═══ STORED RECORDS

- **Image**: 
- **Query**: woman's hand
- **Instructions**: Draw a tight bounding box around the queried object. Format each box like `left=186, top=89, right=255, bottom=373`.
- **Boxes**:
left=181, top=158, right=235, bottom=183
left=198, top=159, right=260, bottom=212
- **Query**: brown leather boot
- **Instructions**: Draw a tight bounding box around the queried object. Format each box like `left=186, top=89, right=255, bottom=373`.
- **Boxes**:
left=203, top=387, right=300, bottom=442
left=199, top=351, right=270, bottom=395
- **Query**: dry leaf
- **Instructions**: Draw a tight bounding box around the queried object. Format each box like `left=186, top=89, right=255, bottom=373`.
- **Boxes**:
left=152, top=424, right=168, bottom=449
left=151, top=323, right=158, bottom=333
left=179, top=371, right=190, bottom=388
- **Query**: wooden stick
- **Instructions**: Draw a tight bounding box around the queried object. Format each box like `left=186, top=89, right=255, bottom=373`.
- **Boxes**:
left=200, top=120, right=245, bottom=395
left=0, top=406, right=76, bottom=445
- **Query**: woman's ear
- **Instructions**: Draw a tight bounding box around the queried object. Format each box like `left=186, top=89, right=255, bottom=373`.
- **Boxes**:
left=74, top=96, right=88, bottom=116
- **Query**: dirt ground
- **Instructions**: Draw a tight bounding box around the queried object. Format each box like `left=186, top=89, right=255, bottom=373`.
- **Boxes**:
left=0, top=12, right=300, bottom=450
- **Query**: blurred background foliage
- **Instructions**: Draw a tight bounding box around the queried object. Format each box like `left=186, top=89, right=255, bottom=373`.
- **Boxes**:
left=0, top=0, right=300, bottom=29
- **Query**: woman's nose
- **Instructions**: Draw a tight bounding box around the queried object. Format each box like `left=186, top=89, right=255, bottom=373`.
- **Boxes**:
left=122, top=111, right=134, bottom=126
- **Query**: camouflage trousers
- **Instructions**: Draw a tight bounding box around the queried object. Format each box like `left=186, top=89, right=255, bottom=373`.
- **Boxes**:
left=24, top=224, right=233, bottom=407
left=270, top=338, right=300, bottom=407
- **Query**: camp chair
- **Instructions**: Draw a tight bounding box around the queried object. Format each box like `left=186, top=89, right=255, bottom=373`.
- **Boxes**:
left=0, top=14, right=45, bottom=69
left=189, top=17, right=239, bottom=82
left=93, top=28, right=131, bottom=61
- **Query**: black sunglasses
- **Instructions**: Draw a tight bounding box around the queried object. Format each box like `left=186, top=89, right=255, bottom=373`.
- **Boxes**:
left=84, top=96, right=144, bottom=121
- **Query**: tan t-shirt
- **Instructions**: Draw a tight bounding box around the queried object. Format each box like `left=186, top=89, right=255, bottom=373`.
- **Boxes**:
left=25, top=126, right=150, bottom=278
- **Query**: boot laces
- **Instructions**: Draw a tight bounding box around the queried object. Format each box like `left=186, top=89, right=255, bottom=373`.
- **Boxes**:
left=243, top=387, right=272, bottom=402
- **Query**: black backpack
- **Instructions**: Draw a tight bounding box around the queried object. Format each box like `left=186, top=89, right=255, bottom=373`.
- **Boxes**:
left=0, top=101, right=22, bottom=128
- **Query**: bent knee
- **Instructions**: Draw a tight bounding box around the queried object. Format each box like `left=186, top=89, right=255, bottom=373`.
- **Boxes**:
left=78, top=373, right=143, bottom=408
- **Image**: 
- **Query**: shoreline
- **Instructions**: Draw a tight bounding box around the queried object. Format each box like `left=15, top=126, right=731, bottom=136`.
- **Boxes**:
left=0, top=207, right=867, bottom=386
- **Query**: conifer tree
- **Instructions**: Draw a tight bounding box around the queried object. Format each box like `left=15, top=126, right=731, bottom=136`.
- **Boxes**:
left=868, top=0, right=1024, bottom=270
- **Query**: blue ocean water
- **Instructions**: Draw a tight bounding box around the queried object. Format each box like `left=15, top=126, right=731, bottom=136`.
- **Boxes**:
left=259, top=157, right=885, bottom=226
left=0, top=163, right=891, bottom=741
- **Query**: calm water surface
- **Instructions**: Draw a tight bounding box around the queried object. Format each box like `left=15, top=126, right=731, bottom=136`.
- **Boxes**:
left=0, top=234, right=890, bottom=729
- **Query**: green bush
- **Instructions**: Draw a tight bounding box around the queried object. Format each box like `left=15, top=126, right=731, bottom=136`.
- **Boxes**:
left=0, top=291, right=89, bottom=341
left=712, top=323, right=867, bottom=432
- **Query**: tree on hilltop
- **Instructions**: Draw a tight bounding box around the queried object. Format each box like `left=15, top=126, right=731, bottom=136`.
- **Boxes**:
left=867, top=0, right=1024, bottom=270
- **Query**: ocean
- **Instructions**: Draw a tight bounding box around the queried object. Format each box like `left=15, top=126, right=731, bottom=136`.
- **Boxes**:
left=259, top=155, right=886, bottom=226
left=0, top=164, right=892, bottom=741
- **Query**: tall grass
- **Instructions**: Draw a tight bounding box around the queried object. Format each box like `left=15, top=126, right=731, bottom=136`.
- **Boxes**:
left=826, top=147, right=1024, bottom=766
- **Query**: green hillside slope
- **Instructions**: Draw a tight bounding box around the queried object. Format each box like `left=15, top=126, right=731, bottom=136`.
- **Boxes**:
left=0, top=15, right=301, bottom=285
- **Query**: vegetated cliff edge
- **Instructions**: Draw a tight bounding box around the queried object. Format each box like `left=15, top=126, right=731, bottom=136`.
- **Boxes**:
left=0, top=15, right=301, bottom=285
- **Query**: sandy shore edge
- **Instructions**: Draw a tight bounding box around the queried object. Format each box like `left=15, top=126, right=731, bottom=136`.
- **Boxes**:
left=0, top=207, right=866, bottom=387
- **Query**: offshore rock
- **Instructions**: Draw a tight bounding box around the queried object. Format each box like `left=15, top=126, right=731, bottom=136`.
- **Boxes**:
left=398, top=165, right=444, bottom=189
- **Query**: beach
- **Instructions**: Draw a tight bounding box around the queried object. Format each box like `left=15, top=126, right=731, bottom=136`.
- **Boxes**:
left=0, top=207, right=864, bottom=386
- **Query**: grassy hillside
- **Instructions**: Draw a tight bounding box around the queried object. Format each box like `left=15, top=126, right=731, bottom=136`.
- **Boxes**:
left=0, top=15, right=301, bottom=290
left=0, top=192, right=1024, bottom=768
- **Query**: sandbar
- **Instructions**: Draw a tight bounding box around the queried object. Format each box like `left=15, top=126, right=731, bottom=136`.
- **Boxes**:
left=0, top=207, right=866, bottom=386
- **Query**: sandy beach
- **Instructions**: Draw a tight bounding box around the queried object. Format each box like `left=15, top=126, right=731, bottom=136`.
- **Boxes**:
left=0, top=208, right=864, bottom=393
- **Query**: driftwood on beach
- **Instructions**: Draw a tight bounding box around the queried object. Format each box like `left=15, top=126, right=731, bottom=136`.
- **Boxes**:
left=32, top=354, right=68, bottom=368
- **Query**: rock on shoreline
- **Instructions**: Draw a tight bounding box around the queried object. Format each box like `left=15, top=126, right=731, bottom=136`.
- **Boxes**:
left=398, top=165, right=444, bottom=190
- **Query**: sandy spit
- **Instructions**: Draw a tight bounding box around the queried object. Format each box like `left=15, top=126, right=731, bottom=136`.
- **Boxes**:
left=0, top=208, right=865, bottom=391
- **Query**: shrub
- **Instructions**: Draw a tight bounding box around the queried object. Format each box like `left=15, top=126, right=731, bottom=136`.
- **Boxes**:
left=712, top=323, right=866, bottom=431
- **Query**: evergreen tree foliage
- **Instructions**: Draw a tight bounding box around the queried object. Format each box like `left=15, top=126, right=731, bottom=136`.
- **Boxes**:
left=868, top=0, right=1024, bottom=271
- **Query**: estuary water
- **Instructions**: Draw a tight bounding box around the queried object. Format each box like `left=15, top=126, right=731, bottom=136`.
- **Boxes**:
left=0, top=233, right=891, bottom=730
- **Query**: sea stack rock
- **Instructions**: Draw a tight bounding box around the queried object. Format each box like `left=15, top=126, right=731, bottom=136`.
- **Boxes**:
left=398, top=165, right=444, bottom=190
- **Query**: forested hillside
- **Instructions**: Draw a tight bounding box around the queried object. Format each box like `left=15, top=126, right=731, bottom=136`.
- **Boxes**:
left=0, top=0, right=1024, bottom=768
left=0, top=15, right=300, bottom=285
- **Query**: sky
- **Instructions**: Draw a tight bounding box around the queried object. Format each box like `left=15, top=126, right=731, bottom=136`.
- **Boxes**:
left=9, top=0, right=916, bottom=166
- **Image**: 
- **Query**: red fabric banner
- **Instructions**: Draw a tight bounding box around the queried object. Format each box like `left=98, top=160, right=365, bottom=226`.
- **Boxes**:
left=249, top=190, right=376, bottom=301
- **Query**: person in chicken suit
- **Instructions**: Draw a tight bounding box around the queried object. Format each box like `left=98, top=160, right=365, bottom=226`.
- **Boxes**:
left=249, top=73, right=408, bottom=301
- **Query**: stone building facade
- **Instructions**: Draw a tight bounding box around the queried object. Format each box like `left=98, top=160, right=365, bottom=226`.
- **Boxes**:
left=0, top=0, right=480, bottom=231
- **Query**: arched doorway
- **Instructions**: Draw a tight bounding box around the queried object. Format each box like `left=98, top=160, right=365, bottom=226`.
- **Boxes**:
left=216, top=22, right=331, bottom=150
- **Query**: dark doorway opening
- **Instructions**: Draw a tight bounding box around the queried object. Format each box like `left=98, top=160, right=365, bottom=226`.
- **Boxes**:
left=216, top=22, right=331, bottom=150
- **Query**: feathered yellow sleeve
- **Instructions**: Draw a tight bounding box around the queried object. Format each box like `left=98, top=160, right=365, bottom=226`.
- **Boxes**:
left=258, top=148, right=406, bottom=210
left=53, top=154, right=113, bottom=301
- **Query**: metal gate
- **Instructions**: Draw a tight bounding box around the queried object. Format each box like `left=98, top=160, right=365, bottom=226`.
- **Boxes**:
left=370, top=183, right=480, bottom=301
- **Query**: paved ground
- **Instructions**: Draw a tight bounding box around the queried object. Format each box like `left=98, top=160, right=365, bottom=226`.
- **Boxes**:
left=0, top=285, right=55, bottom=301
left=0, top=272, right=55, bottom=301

══════

### WHAT YOU SHOULD DO
Set down the items above, unchanged, from the line with "- **Query**: arched doorway" to the final line of the items, including both of those lines.

### TASK RESULT
- **Query**: arched doorway
- **Instructions**: Draw a tight bounding box around the queried object. Format each box like `left=98, top=160, right=365, bottom=226`.
- **Boxes**:
left=216, top=22, right=331, bottom=150
- **Query**: dark doorway opening
- **Instructions**: Draw a tight bounding box around the queried object. Format each box like `left=98, top=160, right=365, bottom=226`.
- **Boxes**:
left=216, top=22, right=331, bottom=150
- **Query**: feathered yellow sleeve
- **Instructions**: Draw a tight bounding box around the queried object. Format each box like `left=98, top=160, right=365, bottom=226`.
- **Boxes**:
left=258, top=148, right=406, bottom=210
left=53, top=154, right=113, bottom=301
- **Query**: metal gate
- **Instructions**: Draw a tight bounding box around the queried object. Format each box like `left=98, top=160, right=365, bottom=226`.
- **Boxes**:
left=370, top=183, right=480, bottom=301
- **Query**: paved ground
- **Instructions**: Draw a tight bounding box around the queried object. Format each box like `left=98, top=160, right=365, bottom=226`.
- **Boxes**:
left=0, top=285, right=55, bottom=301
left=0, top=272, right=55, bottom=301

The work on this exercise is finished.